===== Records for this exercise =====
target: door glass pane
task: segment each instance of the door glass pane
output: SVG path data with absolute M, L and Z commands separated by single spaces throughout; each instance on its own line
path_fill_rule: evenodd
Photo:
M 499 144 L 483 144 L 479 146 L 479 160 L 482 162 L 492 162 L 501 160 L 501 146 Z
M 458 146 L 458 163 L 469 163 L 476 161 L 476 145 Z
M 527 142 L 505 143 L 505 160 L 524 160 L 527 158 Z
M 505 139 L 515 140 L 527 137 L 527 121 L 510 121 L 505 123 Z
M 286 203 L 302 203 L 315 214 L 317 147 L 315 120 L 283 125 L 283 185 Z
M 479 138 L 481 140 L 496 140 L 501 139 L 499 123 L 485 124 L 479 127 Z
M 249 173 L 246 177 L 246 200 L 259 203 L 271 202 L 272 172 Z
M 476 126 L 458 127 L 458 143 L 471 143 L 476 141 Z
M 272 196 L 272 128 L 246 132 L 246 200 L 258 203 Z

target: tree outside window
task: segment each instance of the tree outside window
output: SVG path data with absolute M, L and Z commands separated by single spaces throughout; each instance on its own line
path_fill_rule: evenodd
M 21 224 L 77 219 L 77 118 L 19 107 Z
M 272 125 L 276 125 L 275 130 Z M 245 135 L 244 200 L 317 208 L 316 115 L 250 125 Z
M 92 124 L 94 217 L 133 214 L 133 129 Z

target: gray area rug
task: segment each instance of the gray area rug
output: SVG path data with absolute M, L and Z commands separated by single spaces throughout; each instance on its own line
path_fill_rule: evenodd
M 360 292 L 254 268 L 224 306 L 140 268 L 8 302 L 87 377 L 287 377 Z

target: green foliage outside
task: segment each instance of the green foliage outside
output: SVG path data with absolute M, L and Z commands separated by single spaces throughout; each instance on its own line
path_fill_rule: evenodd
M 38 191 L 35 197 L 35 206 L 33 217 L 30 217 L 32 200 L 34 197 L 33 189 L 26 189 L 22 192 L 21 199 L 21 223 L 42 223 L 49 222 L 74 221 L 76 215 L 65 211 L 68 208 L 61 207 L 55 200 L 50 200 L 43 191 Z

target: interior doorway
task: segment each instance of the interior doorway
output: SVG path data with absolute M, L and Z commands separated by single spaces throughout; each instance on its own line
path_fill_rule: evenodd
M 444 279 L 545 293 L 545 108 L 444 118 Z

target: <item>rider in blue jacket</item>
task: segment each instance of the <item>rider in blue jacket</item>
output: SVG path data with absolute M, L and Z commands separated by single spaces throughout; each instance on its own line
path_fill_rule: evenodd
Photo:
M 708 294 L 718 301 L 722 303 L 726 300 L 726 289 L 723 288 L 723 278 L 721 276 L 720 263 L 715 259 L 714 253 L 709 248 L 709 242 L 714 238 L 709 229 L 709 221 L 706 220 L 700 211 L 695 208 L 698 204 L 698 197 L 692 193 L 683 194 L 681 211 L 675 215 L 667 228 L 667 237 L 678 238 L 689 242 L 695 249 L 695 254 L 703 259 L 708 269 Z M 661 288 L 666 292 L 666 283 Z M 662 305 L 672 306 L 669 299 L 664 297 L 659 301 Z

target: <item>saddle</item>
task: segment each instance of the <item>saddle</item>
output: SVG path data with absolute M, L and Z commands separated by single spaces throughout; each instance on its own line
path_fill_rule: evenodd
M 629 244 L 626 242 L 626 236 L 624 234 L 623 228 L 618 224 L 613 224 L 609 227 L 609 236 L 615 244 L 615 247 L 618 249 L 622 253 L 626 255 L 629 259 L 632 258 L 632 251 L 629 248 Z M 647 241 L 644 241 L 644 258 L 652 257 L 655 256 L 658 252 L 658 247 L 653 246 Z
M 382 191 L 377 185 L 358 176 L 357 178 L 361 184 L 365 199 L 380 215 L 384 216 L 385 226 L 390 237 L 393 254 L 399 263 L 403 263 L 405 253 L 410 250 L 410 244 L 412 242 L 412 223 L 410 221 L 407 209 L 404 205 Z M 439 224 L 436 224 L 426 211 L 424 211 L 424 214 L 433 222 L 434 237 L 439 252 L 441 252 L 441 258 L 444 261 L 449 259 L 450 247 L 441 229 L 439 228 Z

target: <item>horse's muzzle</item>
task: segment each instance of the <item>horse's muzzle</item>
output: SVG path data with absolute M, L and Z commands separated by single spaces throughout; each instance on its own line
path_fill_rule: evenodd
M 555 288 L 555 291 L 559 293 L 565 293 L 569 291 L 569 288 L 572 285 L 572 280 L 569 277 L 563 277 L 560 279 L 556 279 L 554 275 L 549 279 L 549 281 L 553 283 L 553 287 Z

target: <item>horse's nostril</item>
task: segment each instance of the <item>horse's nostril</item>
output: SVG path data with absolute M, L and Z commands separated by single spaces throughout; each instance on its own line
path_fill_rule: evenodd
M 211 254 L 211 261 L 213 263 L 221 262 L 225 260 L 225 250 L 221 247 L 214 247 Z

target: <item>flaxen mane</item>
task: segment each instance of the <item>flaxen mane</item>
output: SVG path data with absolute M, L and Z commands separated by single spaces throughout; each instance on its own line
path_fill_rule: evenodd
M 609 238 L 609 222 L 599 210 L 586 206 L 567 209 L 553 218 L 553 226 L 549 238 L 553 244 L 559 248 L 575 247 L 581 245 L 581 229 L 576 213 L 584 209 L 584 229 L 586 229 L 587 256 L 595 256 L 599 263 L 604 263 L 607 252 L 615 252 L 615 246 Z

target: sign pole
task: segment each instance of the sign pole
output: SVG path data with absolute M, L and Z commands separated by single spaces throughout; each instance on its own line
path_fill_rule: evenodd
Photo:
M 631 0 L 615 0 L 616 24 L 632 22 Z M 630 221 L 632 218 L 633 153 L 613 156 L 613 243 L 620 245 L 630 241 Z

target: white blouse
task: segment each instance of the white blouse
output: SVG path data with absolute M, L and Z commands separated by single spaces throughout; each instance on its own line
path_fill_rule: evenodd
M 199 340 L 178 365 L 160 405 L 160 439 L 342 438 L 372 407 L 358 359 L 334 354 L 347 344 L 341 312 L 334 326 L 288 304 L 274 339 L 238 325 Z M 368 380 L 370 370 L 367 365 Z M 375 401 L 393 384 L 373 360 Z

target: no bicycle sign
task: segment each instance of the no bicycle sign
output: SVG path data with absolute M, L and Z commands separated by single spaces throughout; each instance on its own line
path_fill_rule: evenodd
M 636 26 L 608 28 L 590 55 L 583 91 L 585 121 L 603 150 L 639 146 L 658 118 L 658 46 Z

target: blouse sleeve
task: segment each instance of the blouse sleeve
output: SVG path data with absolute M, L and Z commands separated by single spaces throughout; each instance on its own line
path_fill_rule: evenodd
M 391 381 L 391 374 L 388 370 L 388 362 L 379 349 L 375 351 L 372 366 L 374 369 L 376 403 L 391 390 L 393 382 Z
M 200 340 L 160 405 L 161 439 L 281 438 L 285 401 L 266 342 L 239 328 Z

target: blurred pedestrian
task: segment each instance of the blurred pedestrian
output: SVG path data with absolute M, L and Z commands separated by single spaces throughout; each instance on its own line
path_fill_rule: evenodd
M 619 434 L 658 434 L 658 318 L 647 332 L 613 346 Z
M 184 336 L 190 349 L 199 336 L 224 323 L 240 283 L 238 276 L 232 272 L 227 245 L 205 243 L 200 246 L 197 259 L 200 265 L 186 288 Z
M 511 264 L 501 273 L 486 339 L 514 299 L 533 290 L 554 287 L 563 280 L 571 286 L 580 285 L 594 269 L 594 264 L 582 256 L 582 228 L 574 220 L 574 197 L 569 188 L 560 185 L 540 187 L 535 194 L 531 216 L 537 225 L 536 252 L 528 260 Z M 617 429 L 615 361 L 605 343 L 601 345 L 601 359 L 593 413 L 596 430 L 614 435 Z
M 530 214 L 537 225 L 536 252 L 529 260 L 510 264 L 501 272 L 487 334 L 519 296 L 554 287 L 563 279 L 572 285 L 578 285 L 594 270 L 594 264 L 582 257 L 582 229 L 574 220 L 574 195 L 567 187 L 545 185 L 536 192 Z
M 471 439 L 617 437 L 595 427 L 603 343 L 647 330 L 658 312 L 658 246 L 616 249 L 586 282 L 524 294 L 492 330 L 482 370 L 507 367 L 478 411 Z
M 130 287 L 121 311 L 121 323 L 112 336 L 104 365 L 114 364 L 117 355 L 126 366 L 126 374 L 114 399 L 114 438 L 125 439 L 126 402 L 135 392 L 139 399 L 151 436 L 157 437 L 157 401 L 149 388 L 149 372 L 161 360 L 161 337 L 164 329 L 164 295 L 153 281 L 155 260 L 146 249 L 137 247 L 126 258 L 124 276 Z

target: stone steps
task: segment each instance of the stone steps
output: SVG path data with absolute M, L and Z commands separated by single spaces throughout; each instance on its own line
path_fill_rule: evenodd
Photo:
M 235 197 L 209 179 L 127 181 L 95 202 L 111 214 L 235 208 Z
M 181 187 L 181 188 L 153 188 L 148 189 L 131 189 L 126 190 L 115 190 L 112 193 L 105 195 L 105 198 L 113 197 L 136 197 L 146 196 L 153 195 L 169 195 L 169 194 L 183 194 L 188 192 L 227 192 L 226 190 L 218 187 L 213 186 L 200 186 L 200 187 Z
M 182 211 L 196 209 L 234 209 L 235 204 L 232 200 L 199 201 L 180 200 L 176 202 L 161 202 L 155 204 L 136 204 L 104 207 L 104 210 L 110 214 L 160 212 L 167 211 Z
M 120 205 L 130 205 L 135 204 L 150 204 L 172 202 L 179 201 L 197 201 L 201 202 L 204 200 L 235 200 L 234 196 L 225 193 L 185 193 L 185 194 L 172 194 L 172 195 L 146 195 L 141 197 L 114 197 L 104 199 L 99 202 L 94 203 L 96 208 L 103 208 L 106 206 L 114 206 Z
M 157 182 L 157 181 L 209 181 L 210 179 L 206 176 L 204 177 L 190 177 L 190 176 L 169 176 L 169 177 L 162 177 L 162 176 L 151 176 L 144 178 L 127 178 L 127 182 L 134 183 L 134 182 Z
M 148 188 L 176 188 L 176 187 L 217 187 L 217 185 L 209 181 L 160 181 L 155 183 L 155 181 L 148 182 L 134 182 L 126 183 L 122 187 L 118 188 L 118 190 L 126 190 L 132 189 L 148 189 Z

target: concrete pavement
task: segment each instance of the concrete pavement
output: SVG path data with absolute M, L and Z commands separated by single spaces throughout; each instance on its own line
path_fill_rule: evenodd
=====
**What you need to do:**
Can you give the stretch of the entries above, from the line containing "target: stone steps" through the line containing "M 182 211 L", as a JSON list of strings, one string per line, with blank lines left out?

**Completed exercise:**
[
  "target: stone steps",
  "task: segment each instance of the stone steps",
  "output: SVG path data with absolute M, L and Z commands separated by single spaces throughout; each instance on its own line",
  "path_fill_rule: evenodd",
  "Photo:",
  "M 235 197 L 209 179 L 127 181 L 95 202 L 111 214 L 235 208 Z",
  "M 181 187 L 181 188 L 153 188 L 148 189 L 131 189 L 126 190 L 115 190 L 112 193 L 105 195 L 105 198 L 113 197 L 136 197 L 146 196 L 153 195 L 169 195 L 169 194 L 183 194 L 188 192 L 227 192 L 226 190 L 218 187 L 213 186 L 200 186 L 200 187 Z",
  "M 182 211 L 196 209 L 234 209 L 235 204 L 232 200 L 199 201 L 180 200 L 176 202 L 161 202 L 155 204 L 136 204 L 104 207 L 104 210 L 110 214 L 160 212 L 167 211 Z"
]